■ The problem: Recast the material below as a Markdown table with two columns, Row and Line. Give each nonblank line its own numbered row and leave out the blank lines.

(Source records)
###

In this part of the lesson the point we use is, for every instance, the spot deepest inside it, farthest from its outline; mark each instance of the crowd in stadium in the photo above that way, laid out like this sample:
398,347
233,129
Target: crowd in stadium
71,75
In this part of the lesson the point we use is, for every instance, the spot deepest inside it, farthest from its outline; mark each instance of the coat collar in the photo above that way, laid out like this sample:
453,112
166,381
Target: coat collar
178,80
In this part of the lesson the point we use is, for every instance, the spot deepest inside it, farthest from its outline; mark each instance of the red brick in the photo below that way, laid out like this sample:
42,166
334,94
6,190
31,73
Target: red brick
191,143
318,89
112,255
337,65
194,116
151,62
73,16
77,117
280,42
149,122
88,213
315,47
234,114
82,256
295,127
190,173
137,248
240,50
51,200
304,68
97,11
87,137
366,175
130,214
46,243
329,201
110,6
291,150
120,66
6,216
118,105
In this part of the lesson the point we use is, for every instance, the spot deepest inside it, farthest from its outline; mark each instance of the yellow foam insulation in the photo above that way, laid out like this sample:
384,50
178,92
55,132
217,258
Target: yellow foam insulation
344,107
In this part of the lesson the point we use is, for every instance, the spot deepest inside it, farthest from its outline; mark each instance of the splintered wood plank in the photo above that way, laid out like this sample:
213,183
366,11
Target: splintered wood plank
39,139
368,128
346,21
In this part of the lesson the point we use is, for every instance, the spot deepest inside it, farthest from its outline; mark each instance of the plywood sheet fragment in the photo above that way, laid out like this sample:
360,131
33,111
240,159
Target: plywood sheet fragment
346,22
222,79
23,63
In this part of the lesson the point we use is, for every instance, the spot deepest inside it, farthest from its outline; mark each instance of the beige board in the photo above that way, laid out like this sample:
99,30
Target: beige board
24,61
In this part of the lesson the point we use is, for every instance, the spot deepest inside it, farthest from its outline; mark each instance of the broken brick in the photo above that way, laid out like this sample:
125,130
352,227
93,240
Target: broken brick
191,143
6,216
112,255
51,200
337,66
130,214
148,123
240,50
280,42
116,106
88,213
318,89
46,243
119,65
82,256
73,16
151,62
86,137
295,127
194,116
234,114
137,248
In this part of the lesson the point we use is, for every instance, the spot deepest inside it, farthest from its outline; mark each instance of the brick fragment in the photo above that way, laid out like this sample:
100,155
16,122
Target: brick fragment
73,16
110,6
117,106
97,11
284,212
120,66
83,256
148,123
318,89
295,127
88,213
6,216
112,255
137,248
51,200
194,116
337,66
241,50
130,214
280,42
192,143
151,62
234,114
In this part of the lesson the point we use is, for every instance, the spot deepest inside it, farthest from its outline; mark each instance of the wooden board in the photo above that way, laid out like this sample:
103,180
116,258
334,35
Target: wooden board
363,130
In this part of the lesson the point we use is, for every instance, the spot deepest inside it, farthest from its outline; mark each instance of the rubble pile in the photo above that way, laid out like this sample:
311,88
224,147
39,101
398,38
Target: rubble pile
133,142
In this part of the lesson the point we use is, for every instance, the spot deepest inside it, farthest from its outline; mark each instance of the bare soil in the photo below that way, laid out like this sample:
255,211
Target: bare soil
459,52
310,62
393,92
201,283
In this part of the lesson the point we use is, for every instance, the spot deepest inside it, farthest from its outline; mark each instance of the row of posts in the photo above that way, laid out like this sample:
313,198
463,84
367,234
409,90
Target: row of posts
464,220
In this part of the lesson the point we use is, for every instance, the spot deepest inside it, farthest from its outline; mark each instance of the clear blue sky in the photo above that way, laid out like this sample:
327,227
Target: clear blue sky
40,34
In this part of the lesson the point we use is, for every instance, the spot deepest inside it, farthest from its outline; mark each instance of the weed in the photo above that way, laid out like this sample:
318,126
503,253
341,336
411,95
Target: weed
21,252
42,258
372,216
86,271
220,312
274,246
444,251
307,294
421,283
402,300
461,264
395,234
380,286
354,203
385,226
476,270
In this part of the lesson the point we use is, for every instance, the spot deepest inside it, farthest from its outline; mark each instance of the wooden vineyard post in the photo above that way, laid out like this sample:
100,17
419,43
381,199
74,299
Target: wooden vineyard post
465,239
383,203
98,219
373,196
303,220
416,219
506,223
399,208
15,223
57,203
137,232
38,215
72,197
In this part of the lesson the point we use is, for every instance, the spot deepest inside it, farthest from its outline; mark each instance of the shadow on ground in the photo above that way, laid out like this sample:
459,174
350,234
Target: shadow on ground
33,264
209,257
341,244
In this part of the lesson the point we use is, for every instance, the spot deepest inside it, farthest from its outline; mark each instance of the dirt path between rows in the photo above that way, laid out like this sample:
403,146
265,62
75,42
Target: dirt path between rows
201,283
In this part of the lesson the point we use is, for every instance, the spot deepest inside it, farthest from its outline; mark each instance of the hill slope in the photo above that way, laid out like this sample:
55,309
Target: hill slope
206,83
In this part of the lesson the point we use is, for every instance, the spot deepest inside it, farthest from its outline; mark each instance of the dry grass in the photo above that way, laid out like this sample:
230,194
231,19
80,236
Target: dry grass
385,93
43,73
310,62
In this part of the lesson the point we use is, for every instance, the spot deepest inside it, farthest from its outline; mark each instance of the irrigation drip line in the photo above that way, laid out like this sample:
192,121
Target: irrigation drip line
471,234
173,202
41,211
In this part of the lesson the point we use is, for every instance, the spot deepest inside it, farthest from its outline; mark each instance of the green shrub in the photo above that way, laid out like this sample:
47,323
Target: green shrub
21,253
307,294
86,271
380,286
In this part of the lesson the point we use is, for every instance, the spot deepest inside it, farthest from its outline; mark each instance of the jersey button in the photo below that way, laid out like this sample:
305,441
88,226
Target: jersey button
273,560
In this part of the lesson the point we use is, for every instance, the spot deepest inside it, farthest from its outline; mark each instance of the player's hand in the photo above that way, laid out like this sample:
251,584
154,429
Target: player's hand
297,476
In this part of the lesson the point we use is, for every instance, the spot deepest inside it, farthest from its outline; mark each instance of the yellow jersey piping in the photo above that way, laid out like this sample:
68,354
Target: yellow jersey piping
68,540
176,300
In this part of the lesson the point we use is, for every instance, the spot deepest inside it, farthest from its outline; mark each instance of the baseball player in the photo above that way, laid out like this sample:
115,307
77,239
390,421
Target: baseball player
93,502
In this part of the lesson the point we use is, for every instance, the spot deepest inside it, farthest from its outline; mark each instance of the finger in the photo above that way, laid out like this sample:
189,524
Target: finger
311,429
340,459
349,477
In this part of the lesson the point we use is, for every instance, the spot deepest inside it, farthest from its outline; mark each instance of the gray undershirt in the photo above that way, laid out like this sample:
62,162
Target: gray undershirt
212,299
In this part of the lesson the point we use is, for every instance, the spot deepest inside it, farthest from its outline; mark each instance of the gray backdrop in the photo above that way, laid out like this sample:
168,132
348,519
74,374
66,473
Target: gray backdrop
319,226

###

■ Full output:
| Row | Line |
|---|---|
| 1 | In this part of the lesson the point we use is, for every instance, the spot deepest inside it, farthest from its outline; mark each instance of the crowd in stadium in the photo above that way, laid out like this sample: |
| 2 | 398,347 |
| 3 | 233,129 |
| 4 | Target: crowd in stadium |
| 5 | 71,75 |
| 6 | In this part of the lesson the point we use is, for every instance, the spot deepest inside it, farthest from its outline; mark each instance of the coat collar in the photo above that way, laid out like this sample: |
| 7 | 453,112 |
| 8 | 166,381 |
| 9 | Target: coat collar |
| 10 | 178,80 |
| 11 | In this part of the lesson the point we use is, for every instance, the spot deepest inside it, farthest from its outline; mark each instance of the red brick in the photo below that way, laid out like this sample: |
| 12 | 42,166 |
| 13 | 334,94 |
| 14 | 6,190 |
| 15 | 31,73 |
| 16 | Target: red brick |
| 17 | 191,143 |
| 18 | 318,89 |
| 19 | 112,255 |
| 20 | 337,65 |
| 21 | 194,116 |
| 22 | 151,62 |
| 23 | 73,16 |
| 24 | 77,117 |
| 25 | 280,42 |
| 26 | 149,122 |
| 27 | 88,213 |
| 28 | 315,47 |
| 29 | 234,114 |
| 30 | 82,256 |
| 31 | 295,127 |
| 32 | 190,173 |
| 33 | 137,248 |
| 34 | 240,50 |
| 35 | 51,200 |
| 36 | 304,68 |
| 37 | 97,11 |
| 38 | 87,137 |
| 39 | 366,175 |
| 40 | 130,214 |
| 41 | 46,243 |
| 42 | 329,201 |
| 43 | 110,6 |
| 44 | 291,150 |
| 45 | 120,66 |
| 46 | 6,216 |
| 47 | 118,105 |
| 48 | In this part of the lesson the point we use is, for every instance, the spot deepest inside it, farthest from its outline; mark each instance of the yellow foam insulation in the photo above that way, laid out like this sample: |
| 49 | 384,50 |
| 50 | 178,92 |
| 51 | 55,132 |
| 52 | 217,258 |
| 53 | Target: yellow foam insulation |
| 54 | 344,107 |
| 55 | In this part of the lesson the point we use is, for every instance, the spot deepest inside it, farthest from its outline; mark each instance of the splintered wood plank in the photo above that way, laid out like this sample: |
| 56 | 213,183 |
| 57 | 366,11 |
| 58 | Target: splintered wood plank |
| 59 | 39,139 |
| 60 | 368,128 |
| 61 | 346,21 |
| 62 | In this part of the lesson the point we use is, for every instance, the spot deepest inside it, farthest from its outline; mark each instance of the plywood sheet fragment in the photo above that way, laid out like this sample: |
| 63 | 360,131 |
| 64 | 33,111 |
| 65 | 240,159 |
| 66 | Target: plywood sheet fragment |
| 67 | 346,22 |
| 68 | 222,79 |
| 69 | 23,63 |
| 70 | In this part of the lesson the point we use is, for every instance, the spot deepest inside it, farthest from its outline; mark each instance of the beige board in the photo above that way, laid out like this sample: |
| 71 | 99,30 |
| 72 | Target: beige board |
| 73 | 24,61 |
| 74 | In this part of the lesson the point we use is, for every instance, the spot deepest inside it, farthest from its outline; mark each instance of the broken brick in the photo above that way, laid out like this sample: |
| 75 | 125,130 |
| 76 | 352,227 |
| 77 | 93,240 |
| 78 | Target: broken brick |
| 79 | 191,143 |
| 80 | 6,216 |
| 81 | 112,255 |
| 82 | 51,200 |
| 83 | 337,66 |
| 84 | 130,214 |
| 85 | 148,123 |
| 86 | 240,50 |
| 87 | 280,42 |
| 88 | 116,106 |
| 89 | 88,213 |
| 90 | 318,89 |
| 91 | 46,243 |
| 92 | 119,65 |
| 93 | 82,256 |
| 94 | 73,16 |
| 95 | 151,62 |
| 96 | 86,137 |
| 97 | 295,127 |
| 98 | 194,116 |
| 99 | 234,114 |
| 100 | 137,248 |
| 101 | In this part of the lesson the point we use is, for every instance, the spot deepest inside it, farthest from its outline; mark each instance of the brick fragment in the photo above that way, laid out like this sample: |
| 102 | 100,155 |
| 103 | 16,122 |
| 104 | Target: brick fragment |
| 105 | 73,16 |
| 106 | 110,6 |
| 107 | 117,106 |
| 108 | 97,11 |
| 109 | 284,212 |
| 110 | 120,66 |
| 111 | 83,256 |
| 112 | 148,123 |
| 113 | 318,89 |
| 114 | 295,127 |
| 115 | 88,213 |
| 116 | 6,216 |
| 117 | 112,255 |
| 118 | 137,248 |
| 119 | 51,200 |
| 120 | 194,116 |
| 121 | 337,66 |
| 122 | 241,50 |
| 123 | 130,214 |
| 124 | 280,42 |
| 125 | 192,143 |
| 126 | 151,62 |
| 127 | 234,114 |
| 128 | In this part of the lesson the point we use is, for every instance, the spot deepest inside it, farthest from its outline; mark each instance of the wooden board in the photo above that way, laid out like this sample: |
| 129 | 103,180 |
| 130 | 116,258 |
| 131 | 334,35 |
| 132 | Target: wooden board |
| 133 | 363,130 |
| 134 | In this part of the lesson the point we use is, for every instance, the spot deepest inside it, farthest from its outline; mark each instance of the rubble pile in the photo above that way, laid out like this sample: |
| 135 | 311,88 |
| 136 | 224,147 |
| 137 | 39,101 |
| 138 | 398,38 |
| 139 | Target: rubble pile |
| 140 | 133,142 |
| 141 | In this part of the lesson the point we use is, for every instance, the spot deepest inside it, farthest from its outline; mark each instance of the bare soil in the photo below that way, laid out like this sample: |
| 142 | 255,211 |
| 143 | Target: bare soil |
| 144 | 459,52 |
| 145 | 310,62 |
| 146 | 393,92 |
| 147 | 201,283 |
| 148 | In this part of the lesson the point we use is, for every instance, the spot deepest inside it, farthest from its outline; mark each instance of the row of posts in the photo above that way, laid out like this sample: |
| 149 | 313,198 |
| 150 | 463,84 |
| 151 | 367,234 |
| 152 | 409,90 |
| 153 | Target: row of posts |
| 154 | 464,220 |
| 155 | In this part of the lesson the point we use is, for every instance, the spot deepest inside it, farthest from its outline; mark each instance of the clear blue sky in the photo above that way, laid out like this sample: |
| 156 | 327,227 |
| 157 | Target: clear blue sky |
| 158 | 40,34 |
| 159 | In this part of the lesson the point we use is, for every instance, the spot deepest inside it, farthest from its outline; mark each instance of the weed in the photo above that way, laid out like this sample: |
| 160 | 318,126 |
| 161 | 503,253 |
| 162 | 341,336 |
| 163 | 411,95 |
| 164 | Target: weed |
| 165 | 21,252 |
| 166 | 42,258 |
| 167 | 372,216 |
| 168 | 86,271 |
| 169 | 220,312 |
| 170 | 274,246 |
| 171 | 444,251 |
| 172 | 307,294 |
| 173 | 421,283 |
| 174 | 402,300 |
| 175 | 461,264 |
| 176 | 395,234 |
| 177 | 380,286 |
| 178 | 354,203 |
| 179 | 385,226 |
| 180 | 476,270 |
| 181 | In this part of the lesson the point we use is, for every instance, the spot deepest inside it, farthest from its outline; mark each instance of the wooden vineyard post in the photo above that way, laid out like this sample: |
| 182 | 100,17 |
| 183 | 419,43 |
| 184 | 381,199 |
| 185 | 74,299 |
| 186 | Target: wooden vineyard post |
| 187 | 465,239 |
| 188 | 383,203 |
| 189 | 98,219 |
| 190 | 373,196 |
| 191 | 303,220 |
| 192 | 416,219 |
| 193 | 506,223 |
| 194 | 399,208 |
| 195 | 15,223 |
| 196 | 57,203 |
| 197 | 137,232 |
| 198 | 38,215 |
| 199 | 72,197 |
| 200 | In this part of the lesson the point we use is, for every instance, the spot deepest inside it, farthest from its outline; mark each instance of the shadow on ground in the photo above that way, laid out like this sample: |
| 201 | 459,174 |
| 202 | 350,234 |
| 203 | Target: shadow on ground |
| 204 | 33,264 |
| 205 | 209,257 |
| 206 | 341,244 |
| 207 | In this part of the lesson the point we use is, for every instance, the spot deepest inside it, farthest from its outline; mark each instance of the dirt path between rows in the photo above that way, laid out like this sample: |
| 208 | 403,146 |
| 209 | 265,62 |
| 210 | 75,42 |
| 211 | Target: dirt path between rows |
| 212 | 201,283 |
| 213 | In this part of the lesson the point we use is, for every instance, the spot deepest inside it, farthest from its outline; mark each instance of the hill slope in the photo above that way, laid out like this sample: |
| 214 | 55,309 |
| 215 | Target: hill slope |
| 216 | 206,83 |
| 217 | In this part of the lesson the point we use is, for every instance, the spot deepest inside it, farthest from its outline; mark each instance of the dry grass in the photo above that way, laid out like this sample: |
| 218 | 230,194 |
| 219 | 231,19 |
| 220 | 80,236 |
| 221 | Target: dry grass |
| 222 | 385,93 |
| 223 | 43,73 |
| 224 | 310,62 |
| 225 | In this part of the lesson the point we use is, for every instance, the spot deepest inside it, farthest from its outline; mark each instance of the irrigation drip line in the photo above that way, laid out like this sample: |
| 226 | 192,121 |
| 227 | Target: irrigation drip line |
| 228 | 471,234 |
| 229 | 173,202 |
| 230 | 41,211 |
| 231 | In this part of the lesson the point we use is, for every instance, the spot deepest inside it, farthest from its outline; mark each instance of the green shrub in the photo above that way, laid out like this sample: |
| 232 | 47,323 |
| 233 | Target: green shrub |
| 234 | 21,253 |
| 235 | 307,294 |
| 236 | 86,271 |
| 237 | 380,286 |
| 238 | In this part of the lesson the point we use is, for every instance, the spot deepest inside it, farthest from its outline; mark each instance of the jersey button in the photo below that way, laid out like this sample: |
| 239 | 305,441 |
| 240 | 88,226 |
| 241 | Target: jersey button |
| 242 | 273,560 |
| 243 | In this part of the lesson the point we use is, for every instance, the spot deepest inside it, farthest from its outline; mark each instance of the player's hand in the photo above that way, laid out like this sample: |
| 244 | 251,584 |
| 245 | 154,429 |
| 246 | Target: player's hand |
| 247 | 297,476 |
| 248 | In this part of the lesson the point we use is, for every instance, the spot deepest inside it, farthest from its outline; mark each instance of the yellow jersey piping in the photo above that way, laid out like this sample: |
| 249 | 68,354 |
| 250 | Target: yellow jersey piping |
| 251 | 68,540 |
| 252 | 176,300 |
| 253 | In this part of the lesson the point we use is, for every instance, the spot deepest inside it, farthest from its outline; mark each instance of the baseball player in the photo above that way, laid out like this sample: |
| 254 | 115,307 |
| 255 | 77,239 |
| 256 | 390,421 |
| 257 | Target: baseball player |
| 258 | 93,502 |
| 259 | In this part of the lesson the point we use is, for every instance, the spot deepest inside it, farthest from its outline; mark each instance of the finger in the photo above that way, laid out like this sample: |
| 260 | 189,524 |
| 261 | Target: finger |
| 262 | 311,429 |
| 263 | 340,459 |
| 264 | 349,477 |
| 265 | In this part of the lesson the point we use is, for every instance, the spot deepest inside it, farthest from its outline; mark each instance of the gray undershirt in the photo above that way, laid out like this sample: |
| 266 | 62,162 |
| 267 | Target: gray undershirt |
| 268 | 212,299 |
| 269 | In this part of the lesson the point we use is, for every instance, the spot deepest inside it, farthest from its outline; mark each instance of the gray backdrop in the photo above that way, laid out like this sample: |
| 270 | 168,132 |
| 271 | 348,519 |
| 272 | 74,374 |
| 273 | 66,473 |
| 274 | Target: gray backdrop |
| 275 | 319,226 |